■ What the task requires
Copy everything in the message from "Error occurred during" down to "no memory contention.", changing "object heap" to "Java heap".

* begin Source *

[GE users] intensive job

Mag Gam magawake at gmail.com
Sun Oct 26 15:16:42 GMT 2008


    [ The following text is in the "UTF-8" character set. ]
    [ Your display is set for the "ISO-8859-10" character set.  ]
    [ Some characters may be displayed incorrectly. ]

Thanks Reuti as usual!

I have came to this problem now. My java application is giving me this error:

Error occurred during initialization of VM
Could not reserve enough space for object heap

All of the servers are free of memory, so there is no memory contention.

I am submitting the job as qsub script.sh (without any -l options)

However, if I run it via ssh I get the correct results. I am not sure
why I am getting this error.

I tried to look at this and it seems you are giving some replies here,
but still not helpful :-(

http://fossplanet.com/clustering.gridengine.users/message-1123088-strange-consequence-changing-n1ge/

Any ideas?


On Sun, Oct 26, 2008 at 9:57 AM, Reuti <reuti at staff.uni-marburg.de> wrote:
> Hi,
>
> Am 26.10.2008 um 14:10 schrieb Mag Gam:
>
>> Hello Reuti:
>>
>> Would it help if I started at 10 instead of 1?
>
> sure, in this case you would just need the files *.10 to *.19 when you want
> to avoid the computation of canonical names for *.01 to *.10.

* end Source *
* begin Entries provided *

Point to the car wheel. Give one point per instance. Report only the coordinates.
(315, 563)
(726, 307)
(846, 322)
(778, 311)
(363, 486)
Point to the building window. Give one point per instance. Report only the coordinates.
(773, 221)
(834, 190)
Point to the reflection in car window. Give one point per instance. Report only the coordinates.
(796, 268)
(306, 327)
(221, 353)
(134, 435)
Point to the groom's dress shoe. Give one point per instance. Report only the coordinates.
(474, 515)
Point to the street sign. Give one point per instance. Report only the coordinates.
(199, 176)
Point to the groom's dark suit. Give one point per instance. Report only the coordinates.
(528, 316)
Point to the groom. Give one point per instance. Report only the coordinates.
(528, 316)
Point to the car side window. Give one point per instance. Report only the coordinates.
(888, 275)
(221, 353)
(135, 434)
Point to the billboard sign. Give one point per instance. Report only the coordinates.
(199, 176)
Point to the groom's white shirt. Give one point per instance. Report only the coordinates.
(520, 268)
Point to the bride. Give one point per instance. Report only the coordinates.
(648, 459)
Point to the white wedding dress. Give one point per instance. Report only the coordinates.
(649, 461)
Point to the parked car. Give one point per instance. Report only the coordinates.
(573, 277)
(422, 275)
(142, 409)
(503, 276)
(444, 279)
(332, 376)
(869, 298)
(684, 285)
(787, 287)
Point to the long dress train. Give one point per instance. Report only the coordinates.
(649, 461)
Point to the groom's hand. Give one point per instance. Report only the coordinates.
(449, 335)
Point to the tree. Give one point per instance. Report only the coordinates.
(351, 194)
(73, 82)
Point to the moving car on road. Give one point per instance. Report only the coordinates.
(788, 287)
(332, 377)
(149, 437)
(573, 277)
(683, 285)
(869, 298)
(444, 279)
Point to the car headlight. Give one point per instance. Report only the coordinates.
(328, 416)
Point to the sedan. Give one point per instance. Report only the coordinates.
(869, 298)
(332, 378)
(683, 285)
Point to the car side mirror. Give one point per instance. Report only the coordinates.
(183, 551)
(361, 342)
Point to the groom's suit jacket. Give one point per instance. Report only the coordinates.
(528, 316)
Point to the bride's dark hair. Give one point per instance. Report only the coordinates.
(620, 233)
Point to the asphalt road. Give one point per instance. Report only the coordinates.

* end Entries provided *

■ Solution to this exercise
Error occurred during initialization of VM
Could not reserve enough space for Java heap

All of the servers are free of memory, so there is no memory contention.